#### EXERCISE DIRECTIONS
Write out the listing below in full and exactly, leaving out every picture.

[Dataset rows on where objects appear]
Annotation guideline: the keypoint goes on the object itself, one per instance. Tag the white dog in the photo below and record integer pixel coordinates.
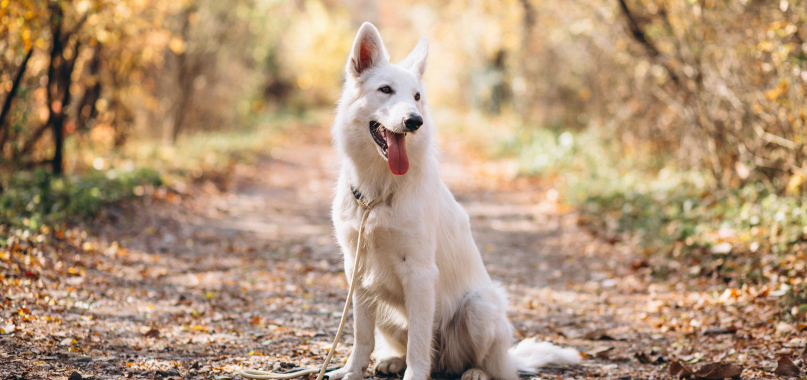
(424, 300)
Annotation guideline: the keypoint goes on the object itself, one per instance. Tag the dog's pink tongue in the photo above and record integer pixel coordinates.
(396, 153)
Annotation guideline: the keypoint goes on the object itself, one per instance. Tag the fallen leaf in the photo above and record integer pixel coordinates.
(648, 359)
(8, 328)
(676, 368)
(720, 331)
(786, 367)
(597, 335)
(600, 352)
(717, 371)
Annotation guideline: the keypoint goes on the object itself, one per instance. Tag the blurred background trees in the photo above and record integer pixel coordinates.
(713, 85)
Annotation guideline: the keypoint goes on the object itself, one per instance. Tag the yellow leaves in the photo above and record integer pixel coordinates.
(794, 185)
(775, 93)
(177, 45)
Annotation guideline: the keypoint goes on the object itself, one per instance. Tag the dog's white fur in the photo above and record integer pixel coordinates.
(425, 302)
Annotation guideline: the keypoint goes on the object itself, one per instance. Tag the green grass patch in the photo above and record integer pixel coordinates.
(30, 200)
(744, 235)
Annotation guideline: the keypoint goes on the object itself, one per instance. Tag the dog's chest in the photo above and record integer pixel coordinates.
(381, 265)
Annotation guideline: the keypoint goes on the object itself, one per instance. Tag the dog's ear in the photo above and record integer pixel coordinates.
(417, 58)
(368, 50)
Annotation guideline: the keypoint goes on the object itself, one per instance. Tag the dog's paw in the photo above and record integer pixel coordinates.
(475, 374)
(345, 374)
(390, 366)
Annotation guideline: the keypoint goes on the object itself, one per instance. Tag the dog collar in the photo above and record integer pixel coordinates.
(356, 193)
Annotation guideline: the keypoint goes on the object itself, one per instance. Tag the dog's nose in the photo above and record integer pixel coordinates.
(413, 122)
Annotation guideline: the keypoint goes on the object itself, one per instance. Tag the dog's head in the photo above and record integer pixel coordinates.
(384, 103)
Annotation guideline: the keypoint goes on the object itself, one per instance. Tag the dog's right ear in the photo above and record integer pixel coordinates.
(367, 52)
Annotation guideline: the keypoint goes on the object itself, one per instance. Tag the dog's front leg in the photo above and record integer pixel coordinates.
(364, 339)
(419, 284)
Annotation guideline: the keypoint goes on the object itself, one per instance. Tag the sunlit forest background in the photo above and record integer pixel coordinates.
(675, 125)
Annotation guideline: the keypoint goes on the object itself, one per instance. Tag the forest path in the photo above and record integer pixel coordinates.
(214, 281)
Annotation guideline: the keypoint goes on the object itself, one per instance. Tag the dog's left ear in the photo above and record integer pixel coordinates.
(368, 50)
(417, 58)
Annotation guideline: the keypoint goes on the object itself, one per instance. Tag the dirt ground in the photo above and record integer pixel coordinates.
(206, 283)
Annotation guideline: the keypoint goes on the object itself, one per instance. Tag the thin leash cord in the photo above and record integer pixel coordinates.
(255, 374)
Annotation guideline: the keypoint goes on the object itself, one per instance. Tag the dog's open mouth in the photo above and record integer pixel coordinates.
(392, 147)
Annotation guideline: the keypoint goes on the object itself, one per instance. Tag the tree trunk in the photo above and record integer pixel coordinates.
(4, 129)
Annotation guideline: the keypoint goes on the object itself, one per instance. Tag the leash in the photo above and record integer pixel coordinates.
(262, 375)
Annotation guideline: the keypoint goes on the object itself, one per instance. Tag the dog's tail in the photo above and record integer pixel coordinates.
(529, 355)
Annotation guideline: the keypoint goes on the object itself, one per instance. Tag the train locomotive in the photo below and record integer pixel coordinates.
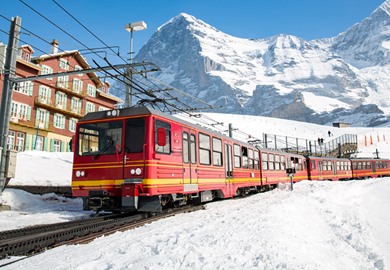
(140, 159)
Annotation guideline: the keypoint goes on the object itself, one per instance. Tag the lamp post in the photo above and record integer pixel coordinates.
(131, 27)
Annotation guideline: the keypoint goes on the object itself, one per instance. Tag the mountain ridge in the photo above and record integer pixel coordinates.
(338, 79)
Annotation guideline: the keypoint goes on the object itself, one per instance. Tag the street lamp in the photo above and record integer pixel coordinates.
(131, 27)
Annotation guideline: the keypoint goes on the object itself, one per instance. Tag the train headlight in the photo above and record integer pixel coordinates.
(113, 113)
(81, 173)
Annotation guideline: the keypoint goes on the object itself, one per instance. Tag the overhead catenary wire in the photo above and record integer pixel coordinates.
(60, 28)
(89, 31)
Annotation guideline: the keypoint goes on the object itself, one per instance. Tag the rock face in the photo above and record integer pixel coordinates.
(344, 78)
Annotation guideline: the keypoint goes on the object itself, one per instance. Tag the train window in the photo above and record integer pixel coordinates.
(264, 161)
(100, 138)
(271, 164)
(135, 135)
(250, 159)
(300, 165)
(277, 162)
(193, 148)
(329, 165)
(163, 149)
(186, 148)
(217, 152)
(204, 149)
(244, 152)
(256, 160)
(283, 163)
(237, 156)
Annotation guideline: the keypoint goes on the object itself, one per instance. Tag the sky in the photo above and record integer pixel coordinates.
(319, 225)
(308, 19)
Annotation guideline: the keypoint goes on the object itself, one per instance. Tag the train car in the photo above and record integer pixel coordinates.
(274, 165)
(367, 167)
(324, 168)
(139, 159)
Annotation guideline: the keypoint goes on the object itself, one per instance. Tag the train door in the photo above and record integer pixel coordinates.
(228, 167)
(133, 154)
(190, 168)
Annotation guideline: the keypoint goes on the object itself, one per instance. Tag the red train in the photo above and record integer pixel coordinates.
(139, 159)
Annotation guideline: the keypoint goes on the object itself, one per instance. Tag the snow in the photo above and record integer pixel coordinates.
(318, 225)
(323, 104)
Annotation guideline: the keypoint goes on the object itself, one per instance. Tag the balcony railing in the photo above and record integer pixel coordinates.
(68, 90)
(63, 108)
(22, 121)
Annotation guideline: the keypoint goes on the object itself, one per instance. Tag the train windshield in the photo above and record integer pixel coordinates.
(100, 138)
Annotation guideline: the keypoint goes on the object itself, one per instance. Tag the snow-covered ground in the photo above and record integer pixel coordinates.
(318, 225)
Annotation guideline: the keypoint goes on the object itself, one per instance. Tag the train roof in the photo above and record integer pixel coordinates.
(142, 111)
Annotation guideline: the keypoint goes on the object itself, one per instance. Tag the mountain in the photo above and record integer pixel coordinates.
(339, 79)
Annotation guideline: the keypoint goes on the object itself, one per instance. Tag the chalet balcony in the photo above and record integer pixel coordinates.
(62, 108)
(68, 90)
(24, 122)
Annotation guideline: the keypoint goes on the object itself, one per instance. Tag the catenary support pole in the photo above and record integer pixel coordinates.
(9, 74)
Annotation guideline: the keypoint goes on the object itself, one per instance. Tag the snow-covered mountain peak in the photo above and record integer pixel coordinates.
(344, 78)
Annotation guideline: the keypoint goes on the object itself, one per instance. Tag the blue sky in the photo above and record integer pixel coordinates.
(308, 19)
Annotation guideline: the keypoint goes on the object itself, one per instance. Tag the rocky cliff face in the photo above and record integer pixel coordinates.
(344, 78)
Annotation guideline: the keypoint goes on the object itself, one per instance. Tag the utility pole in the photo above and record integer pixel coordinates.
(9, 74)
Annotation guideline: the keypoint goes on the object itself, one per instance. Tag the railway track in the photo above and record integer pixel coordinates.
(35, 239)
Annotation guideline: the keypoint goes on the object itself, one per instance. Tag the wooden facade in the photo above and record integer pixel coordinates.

#### OUTPUT BELOW
Annotation guideline: the keypoint goes on the object itself, one per instance. Tag the white dog in the photo below and record integer pixel coordinates.
(424, 300)
Annotation guideline: the keypoint goes on the object itself, one per instance. Tag the dog's pink tongue in the photo above and record integer pixel coordinates.
(396, 153)
Annotation guideline: the keypoint goes on the object itself, one per instance. Tag the fallen leaf in the photo above and record integer pixel coordinates.
(648, 359)
(8, 328)
(676, 368)
(720, 331)
(786, 367)
(597, 335)
(600, 352)
(717, 371)
Annotation guideline: the keypoint goes on the object itself, one per instance. Tag the blurred background trees in the photo above and record integer pixel coordinates.
(713, 85)
Annotation guideline: the keypoint goes on the object itself, one per instance. Tag the yellow leaves in the photo above and record integer pixel coordinates.
(794, 185)
(775, 93)
(177, 45)
Annotation guideline: the keypoint goes on the object itself, one per instance. Tag the dog's white fur in the photo above and record integer pixel coordinates.
(425, 302)
Annotation guideline: the keypoint goes on the object itself, one per instance. Tag the green grass patch in the photo above and record integer pixel coordinates.
(30, 200)
(744, 235)
Annotation guideline: the keypoint goes on the object itself, one per instance. Tag the dog's chest in the photo above and record integer pixel coordinates.
(381, 265)
Annotation guideline: the keypoint goes on the object itself, one per instance. Tag the dog's ear in the photo above and record integer pixel coordinates.
(417, 58)
(368, 50)
Annotation guideline: the keypoint goes on the object itself, one per instance. Tag the dog's paw in the photo above and record integer pixel coordinates.
(475, 374)
(345, 374)
(390, 366)
Annotation guideline: the keypoint goes on the object itself, one per instance. Tag the dog collar in the photo above and record integer pixel coordinates.
(356, 193)
Annotation guideline: the keypoint goes on the object itself, one per instance. Tag the dog's nose in the photo above and record integer pixel coordinates.
(413, 122)
Annotation guideline: the keypoint goes on the object itself, one per instance. Tag the dog's head in the photo above and record integer pixel coordinates.
(384, 103)
Annotation guideline: the keypoint goes on the object itself, one per instance. Tag the dog's right ear in the photo above and record integer pixel coordinates.
(367, 52)
Annotation guideline: the keypoint goes on the object itself, one per instance. Tag the dog's front leg in the photo above and record integer pixel coordinates.
(364, 339)
(419, 284)
Annotation guideline: the keypoint goes on the object itself, one per instance. Tag the sunlit forest background in the photo above and record integer pixel coordinates.
(675, 125)
Annotation guideline: the keypoint goes on the object itself, one per instance. Tag the forest path in the photo above and record integer pixel coordinates.
(214, 281)
Annotation guideline: the keypoint goes on the object itself, one per instance. Tag the dog's left ear in the photo above and record integer pixel coordinates.
(368, 50)
(417, 58)
Annotation guideline: the keypoint goes on the object itself, one per instance. Tag the dirt ground in the photo above and record integer pixel coordinates.
(206, 283)
Annotation guideline: the keypoint goes on the object itself, one per instance. Tag the thin leash cord in the photo above and record integer pixel coordinates.
(255, 374)
Annotation guideline: the keypoint goes on the object itself, one per instance. Tag the dog's open mouth in the photo above and record integer pixel coordinates.
(392, 147)
Annotation guideline: the keypoint goes on the object itself, one per instance. Tag the tree trunk in the photo above and record integer pixel coordinates.
(4, 129)
Annotation guideline: the keypoint goes on the object itself, one per instance. Tag the leash in the photo above and record integer pixel coordinates.
(262, 375)
Annotation guideline: the keypoint goes on the object itself, one per instance. Tag the dog's tail in the photo above and record integer pixel coordinates.
(529, 355)
Annotation guideline: the keypoint goes on the object itself, one per instance. Tag the train locomotive in the photo below and record integer pixel coordinates.
(140, 159)
Annotation guideline: the keypoint goes on the object itself, one per instance. Tag the lamp post in the photo above and record integer pixel coordinates.
(131, 27)
Annotation guideline: the keypoint goes on the object itself, one per instance. Tag the mountain ridge in the photo above and record integer pixel coordinates.
(338, 79)
Annotation guideline: the keypoint goes on the object itself, one per instance. Tag the street lamp in the photo above and record integer pixel coordinates.
(131, 27)
Annotation guideline: the keypoint goes on the object itself, one per instance. Tag the train headlight in the photo above and record integer pixel coordinates.
(113, 113)
(81, 173)
Annotation guideline: the keypoint goes on the object itself, one per instance. Tag the overhead catenary wire in the photo above and record integer pixel coordinates.
(60, 28)
(89, 31)
Annotation guideline: the keypoint goes on the object itself, one per instance. Tag the rock face in the photo above and record integer pixel coordinates.
(344, 78)
Annotation guideline: the keypoint goes on the object itself, one per instance. Tag the train window in the photo above and record integer pixel coordinates.
(264, 161)
(100, 138)
(271, 164)
(135, 135)
(250, 159)
(300, 165)
(277, 162)
(193, 148)
(329, 165)
(163, 149)
(186, 148)
(217, 152)
(204, 149)
(244, 152)
(256, 160)
(283, 163)
(237, 156)
Annotation guideline: the keypoint goes on the object itself, one per instance. Tag the sky in the photo above and record integer pixel coordinates.
(319, 225)
(308, 19)
Annotation guideline: the keypoint goes on the object itself, one per instance. Tag the train car in the photo above and record integer pixel coordinates.
(274, 165)
(367, 167)
(324, 168)
(139, 159)
Annotation guideline: the keypoint goes on the object itself, one per instance. Tag the train door in the photo above and record integer pixel coordinates.
(228, 167)
(133, 154)
(190, 168)
Annotation guideline: the keypoint goes on the object itself, one per instance. Tag the red train in the photo above and record integer pixel coordinates.
(139, 159)
Annotation guideline: the keypoint goes on the object itself, one per instance. Tag the snow in the photo above and record integer pixel coordinates.
(318, 225)
(323, 104)
Annotation guideline: the keypoint goes on the object itself, one per instance. Tag the balcony railing in the photo above and record integer pixel coordinates.
(68, 90)
(63, 108)
(22, 121)
Annotation guideline: the keypoint goes on the object itself, one per instance. Tag the train windshield in the photo above and record integer pixel coordinates.
(100, 138)
Annotation guideline: the keypoint goes on the object itself, one per instance. Tag the snow-covered ground in the photo above and record integer pixel coordinates.
(318, 225)
Annotation guideline: the keypoint goes on the object itself, one per instance. Tag the train roof in the photo above and record integer pixel coordinates.
(142, 111)
Annotation guideline: the keypoint goes on the object itself, one per instance. Tag the mountain in the photo above and record integer pixel coordinates.
(339, 79)
Annotation guideline: the keypoint goes on the object itself, one per instance. Tag the chalet balcony in the photo above and record integer pixel coordinates.
(62, 108)
(68, 90)
(24, 122)
Annotation guideline: the keypoint goes on the object itself, one per instance. Tag the catenary support pole in the photo above and record integer pixel coordinates.
(9, 74)
Annotation guideline: the keypoint goes on the object itself, one per instance. Tag the snow-covered mountain peak in the photo above and record integer pixel coordinates.
(344, 78)
Annotation guideline: the keypoint goes on the object itself, one per instance. Tag the blue sky in the photo above and record integer pixel coordinates.
(308, 19)
Annotation guideline: the keypoint goes on the object itself, one per instance. Tag the rocky cliff face in the photo above and record integer pixel coordinates.
(344, 78)
Annotation guideline: the keypoint goes on the object itself, one per instance. Tag the utility pole in the photo above and record integer pixel coordinates.
(9, 74)
Annotation guideline: the keypoint goes on the object itself, one per instance. Tag the railway track in the photo above and record integer pixel coordinates.
(35, 239)
Annotation guideline: the keypoint goes on the object itself, one per instance. Tag the wooden facade in the photo above and record integer pixel coordinates.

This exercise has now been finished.